- **Consigne écrite**:
Recopiez à l'identique le passage sur la propagande en commençant aux mots « Les outils de » et en vous arrêtant après « Open Sky ... ».

- **Passage**:

_ _ _ _ _

Les outils de propagande sont aujourd'hui d'un raffinement accru pour renforcer la transposition fluctuante des réalités. De même, les méthodes traditionnelles de propagande ont évolué. Lors de la Guerre du Golfe, la censure sur les opérations militaires avait été considérablement augmentée. Un nouveau pas dans ce sens accompagne le bombardement de l'Afghanistan. Le lendemain du commencement des bombardements, le Pentagone a tout simplement acheté toutes les images à haute précision prises par satellite. Est-il utile d'ajouter que la société la plus importante pour la distribution de ces images s'appelle Open Sky ...

_ _ _ _ _

- **Extrait de données**:
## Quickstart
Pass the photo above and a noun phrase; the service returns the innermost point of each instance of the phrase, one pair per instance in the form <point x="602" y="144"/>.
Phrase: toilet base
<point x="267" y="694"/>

_ _ _ _ _

- **Réponse correcte**:
Les outils de propagande sont aujourd'hui d'un raffinement accru pour renforcer la transposition fluctuante des réalités. De même, les méthodes traditionnelles de propagande ont évolué. Lors de la Guerre du Golfe, la censure sur les opérations militaires avait été considérablement augmentée. Un nouveau pas dans ce sens accompagne le bombardement de l'Afghanistan. Le lendemain du commencement des bombardements, le Pentagone a tout simplement acheté toutes les images à haute précision prises par satellite. Est-il utile d'ajouter que la société la plus importante pour la distribution de ces images s'appelle Open Sky ...